*TASK DETAILS:* The records below must be retyped exactly.
● ● ● ●
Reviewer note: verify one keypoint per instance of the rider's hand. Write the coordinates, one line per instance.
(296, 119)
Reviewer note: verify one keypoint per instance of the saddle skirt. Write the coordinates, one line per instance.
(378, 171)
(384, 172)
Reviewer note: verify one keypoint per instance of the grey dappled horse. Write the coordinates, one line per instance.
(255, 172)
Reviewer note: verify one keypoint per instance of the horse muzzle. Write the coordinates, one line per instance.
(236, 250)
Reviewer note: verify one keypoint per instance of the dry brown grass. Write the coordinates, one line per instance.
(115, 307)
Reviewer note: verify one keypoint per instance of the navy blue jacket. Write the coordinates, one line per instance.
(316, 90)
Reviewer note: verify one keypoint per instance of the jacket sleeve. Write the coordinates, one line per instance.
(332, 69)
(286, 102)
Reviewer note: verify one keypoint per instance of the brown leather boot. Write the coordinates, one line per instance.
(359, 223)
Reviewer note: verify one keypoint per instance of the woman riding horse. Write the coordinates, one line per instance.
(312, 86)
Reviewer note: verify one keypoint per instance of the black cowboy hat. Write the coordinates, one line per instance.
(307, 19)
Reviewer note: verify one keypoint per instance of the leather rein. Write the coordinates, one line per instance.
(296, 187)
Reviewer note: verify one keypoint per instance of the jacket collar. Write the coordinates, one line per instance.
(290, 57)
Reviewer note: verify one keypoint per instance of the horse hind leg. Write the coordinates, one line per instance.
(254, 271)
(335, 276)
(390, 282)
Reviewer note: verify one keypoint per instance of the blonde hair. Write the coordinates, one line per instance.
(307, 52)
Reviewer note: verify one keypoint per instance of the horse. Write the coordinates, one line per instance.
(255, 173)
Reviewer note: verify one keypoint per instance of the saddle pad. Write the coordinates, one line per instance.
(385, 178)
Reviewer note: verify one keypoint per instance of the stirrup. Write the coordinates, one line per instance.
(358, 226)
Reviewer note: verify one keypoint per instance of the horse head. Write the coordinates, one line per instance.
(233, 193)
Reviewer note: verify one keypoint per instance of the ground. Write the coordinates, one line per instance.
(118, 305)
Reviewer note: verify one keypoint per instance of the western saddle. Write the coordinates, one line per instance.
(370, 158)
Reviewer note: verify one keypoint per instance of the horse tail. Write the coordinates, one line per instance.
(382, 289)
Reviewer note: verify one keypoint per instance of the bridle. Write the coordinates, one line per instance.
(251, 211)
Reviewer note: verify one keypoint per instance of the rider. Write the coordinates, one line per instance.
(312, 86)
● ● ● ●
*TASK ANSWER:*
Reviewer note: verify one keypoint per instance of the rider's hand. Write the coordinates, one line per instance.
(296, 119)
Reviewer note: verify one keypoint per instance of the saddle skirt. Write the coordinates, one line per instance.
(378, 171)
(384, 172)
Reviewer note: verify one keypoint per instance of the grey dappled horse. Write the coordinates, one line per instance.
(255, 172)
Reviewer note: verify one keypoint per instance of the horse muzzle. Write the coordinates, one line per instance.
(236, 250)
Reviewer note: verify one keypoint per instance of the dry brown grass. Write the coordinates, one line per instance.
(115, 307)
Reviewer note: verify one keypoint per instance of the navy blue jacket. Write the coordinates, one line per instance.
(316, 90)
Reviewer note: verify one keypoint per instance of the jacket sleeve. Write the coordinates, one line per instance.
(332, 69)
(286, 102)
Reviewer note: verify one keypoint per instance of the brown leather boot. Write the coordinates, one line per instance.
(359, 223)
Reviewer note: verify one keypoint per instance of the woman riding horse. Write the coordinates, one line per instance.
(312, 86)
Reviewer note: verify one keypoint per instance of the black cowboy hat. Write the coordinates, one line per instance.
(307, 19)
Reviewer note: verify one keypoint per instance of the leather rein. Write the coordinates, one line per instance.
(296, 187)
Reviewer note: verify one keypoint per instance of the jacket collar. Write the coordinates, one line per instance.
(290, 57)
Reviewer note: verify one keypoint per instance of the horse hind leg. Write the coordinates, one line per instance.
(254, 271)
(335, 276)
(390, 282)
Reviewer note: verify one keypoint per instance of the blonde hair. Write the coordinates, one line per instance.
(307, 52)
Reviewer note: verify one keypoint per instance of the horse. Write the coordinates, one line per instance.
(255, 173)
Reviewer note: verify one keypoint per instance of the saddle pad. Write the coordinates, one line per instance.
(385, 178)
Reviewer note: verify one keypoint per instance of the stirrup. Write the coordinates, one line per instance.
(358, 226)
Reviewer note: verify one keypoint per instance of the horse head. Write the coordinates, one line per instance.
(233, 193)
Reviewer note: verify one keypoint per instance of the ground. Write the coordinates, one line per instance.
(118, 305)
Reviewer note: verify one keypoint per instance of the western saddle. Write the coordinates, one line per instance.
(370, 158)
Reviewer note: verify one keypoint per instance of the horse tail. Write the coordinates, one line per instance.
(382, 289)
Reviewer note: verify one keypoint per instance of the bridle. Write the coordinates, one line per instance.
(251, 211)
Reviewer note: verify one keypoint per instance of the rider. Write the coordinates, one line per instance.
(312, 86)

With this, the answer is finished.